──────── GIVEN DATA

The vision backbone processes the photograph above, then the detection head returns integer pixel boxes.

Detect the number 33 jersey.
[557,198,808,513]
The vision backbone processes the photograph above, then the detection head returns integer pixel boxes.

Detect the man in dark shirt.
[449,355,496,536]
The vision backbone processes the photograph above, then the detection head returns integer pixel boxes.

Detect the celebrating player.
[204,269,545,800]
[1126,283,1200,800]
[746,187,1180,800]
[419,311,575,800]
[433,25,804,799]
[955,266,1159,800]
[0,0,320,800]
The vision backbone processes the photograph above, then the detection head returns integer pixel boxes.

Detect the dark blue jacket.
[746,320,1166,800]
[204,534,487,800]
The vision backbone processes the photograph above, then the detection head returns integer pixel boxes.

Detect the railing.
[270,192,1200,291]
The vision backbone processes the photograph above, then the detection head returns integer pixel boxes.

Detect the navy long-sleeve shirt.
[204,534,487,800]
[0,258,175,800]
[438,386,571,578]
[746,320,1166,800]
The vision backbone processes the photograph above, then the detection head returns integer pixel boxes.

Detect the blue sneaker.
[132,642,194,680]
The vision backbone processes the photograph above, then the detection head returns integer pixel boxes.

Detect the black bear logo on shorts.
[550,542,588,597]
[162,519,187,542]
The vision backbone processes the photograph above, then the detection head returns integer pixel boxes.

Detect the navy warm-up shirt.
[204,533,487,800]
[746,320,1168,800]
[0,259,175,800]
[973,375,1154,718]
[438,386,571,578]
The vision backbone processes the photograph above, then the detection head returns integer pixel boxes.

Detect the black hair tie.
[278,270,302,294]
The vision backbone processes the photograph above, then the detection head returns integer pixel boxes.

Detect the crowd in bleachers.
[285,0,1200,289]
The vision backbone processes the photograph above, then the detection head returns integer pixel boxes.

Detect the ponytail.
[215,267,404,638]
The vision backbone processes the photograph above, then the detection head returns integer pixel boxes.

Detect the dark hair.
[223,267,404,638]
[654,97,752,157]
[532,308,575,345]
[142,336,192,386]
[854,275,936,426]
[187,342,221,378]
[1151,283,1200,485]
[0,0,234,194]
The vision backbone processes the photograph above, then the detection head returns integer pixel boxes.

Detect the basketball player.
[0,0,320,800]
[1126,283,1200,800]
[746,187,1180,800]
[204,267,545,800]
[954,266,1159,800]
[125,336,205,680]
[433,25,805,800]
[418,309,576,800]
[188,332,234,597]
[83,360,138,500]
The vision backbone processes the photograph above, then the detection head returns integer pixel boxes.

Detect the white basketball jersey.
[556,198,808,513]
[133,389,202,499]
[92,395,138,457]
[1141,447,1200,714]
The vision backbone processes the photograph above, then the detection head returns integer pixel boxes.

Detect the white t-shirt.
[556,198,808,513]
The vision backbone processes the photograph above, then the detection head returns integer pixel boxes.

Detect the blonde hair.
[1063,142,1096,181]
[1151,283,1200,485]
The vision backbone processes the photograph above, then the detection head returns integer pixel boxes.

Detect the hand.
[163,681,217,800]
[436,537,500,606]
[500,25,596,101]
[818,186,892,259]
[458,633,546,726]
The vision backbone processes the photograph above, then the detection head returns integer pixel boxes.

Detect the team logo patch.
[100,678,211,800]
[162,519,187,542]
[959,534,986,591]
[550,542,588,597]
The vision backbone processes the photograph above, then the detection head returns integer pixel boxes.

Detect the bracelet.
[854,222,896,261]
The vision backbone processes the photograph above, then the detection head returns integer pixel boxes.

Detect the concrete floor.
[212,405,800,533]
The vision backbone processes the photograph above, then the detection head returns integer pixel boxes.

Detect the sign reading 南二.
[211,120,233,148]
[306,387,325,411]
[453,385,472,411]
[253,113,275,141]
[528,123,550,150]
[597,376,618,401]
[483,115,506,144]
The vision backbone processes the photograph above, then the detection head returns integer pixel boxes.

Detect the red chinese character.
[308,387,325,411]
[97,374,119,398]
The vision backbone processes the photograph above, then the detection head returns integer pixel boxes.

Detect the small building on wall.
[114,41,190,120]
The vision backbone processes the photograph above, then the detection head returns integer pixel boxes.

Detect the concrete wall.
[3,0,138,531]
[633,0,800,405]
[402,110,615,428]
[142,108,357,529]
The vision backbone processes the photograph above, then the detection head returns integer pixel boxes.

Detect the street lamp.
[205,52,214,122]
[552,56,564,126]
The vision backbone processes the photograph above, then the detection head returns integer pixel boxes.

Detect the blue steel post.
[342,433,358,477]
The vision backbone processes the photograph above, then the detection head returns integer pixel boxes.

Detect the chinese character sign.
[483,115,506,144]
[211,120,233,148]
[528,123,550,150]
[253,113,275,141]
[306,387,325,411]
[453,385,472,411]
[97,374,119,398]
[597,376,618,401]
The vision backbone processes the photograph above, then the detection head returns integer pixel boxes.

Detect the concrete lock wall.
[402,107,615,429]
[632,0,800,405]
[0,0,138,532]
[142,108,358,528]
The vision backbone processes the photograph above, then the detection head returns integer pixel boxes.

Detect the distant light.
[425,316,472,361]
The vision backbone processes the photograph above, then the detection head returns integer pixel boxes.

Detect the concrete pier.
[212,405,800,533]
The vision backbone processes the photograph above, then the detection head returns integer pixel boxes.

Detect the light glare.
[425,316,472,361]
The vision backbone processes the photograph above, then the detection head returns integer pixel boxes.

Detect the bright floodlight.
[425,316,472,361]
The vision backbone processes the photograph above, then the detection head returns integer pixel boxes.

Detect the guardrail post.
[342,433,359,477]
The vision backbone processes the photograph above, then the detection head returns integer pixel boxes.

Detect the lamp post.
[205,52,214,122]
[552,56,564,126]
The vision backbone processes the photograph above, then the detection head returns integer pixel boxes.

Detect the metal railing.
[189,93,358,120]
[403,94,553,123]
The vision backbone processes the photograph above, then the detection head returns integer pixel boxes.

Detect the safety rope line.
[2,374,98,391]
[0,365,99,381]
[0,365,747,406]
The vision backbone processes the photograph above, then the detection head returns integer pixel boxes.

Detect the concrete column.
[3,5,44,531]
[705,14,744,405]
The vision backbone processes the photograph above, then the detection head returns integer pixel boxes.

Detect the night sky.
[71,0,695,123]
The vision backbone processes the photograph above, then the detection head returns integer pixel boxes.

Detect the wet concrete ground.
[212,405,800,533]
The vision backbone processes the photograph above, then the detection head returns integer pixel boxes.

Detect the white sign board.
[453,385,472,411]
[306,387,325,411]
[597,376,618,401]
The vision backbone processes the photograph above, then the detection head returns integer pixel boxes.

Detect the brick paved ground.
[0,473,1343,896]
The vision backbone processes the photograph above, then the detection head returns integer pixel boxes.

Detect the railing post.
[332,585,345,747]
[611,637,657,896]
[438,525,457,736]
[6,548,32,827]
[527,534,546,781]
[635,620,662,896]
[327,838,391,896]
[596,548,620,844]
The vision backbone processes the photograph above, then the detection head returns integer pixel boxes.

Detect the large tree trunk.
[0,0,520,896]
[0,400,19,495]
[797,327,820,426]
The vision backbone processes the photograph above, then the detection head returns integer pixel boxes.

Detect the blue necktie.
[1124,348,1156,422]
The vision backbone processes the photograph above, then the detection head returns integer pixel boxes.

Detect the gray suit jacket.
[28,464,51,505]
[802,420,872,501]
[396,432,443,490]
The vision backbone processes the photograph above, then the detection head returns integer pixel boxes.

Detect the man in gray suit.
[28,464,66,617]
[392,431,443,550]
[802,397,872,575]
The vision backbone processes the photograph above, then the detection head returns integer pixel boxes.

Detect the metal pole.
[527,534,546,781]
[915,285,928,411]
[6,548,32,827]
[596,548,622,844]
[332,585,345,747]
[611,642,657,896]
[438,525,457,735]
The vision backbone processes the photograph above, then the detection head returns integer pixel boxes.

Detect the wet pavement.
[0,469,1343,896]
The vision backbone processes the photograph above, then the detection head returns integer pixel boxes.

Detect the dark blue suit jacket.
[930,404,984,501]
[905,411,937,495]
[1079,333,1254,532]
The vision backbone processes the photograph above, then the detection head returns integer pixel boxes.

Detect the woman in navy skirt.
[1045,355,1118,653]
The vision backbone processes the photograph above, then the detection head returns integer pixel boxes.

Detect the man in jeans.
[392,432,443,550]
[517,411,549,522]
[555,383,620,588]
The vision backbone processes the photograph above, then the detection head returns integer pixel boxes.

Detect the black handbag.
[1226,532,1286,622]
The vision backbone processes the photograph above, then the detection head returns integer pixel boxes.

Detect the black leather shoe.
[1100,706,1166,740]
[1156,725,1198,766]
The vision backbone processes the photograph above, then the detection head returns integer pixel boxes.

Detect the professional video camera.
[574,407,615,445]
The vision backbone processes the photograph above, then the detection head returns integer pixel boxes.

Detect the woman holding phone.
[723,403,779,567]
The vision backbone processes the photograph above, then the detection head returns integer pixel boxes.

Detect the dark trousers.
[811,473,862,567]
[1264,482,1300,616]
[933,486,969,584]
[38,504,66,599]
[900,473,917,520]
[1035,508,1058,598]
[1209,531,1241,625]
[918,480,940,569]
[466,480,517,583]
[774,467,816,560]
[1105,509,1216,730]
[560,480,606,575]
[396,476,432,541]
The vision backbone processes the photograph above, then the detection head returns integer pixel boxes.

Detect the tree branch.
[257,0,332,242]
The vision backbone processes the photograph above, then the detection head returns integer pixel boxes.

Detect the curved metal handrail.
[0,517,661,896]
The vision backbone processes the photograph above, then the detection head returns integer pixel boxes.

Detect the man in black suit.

────────────────

### [THE TASK]
How many lines of the material above contain the string "metal"? Reply with the number alone.

### [WRITTEN SOLUTION]
3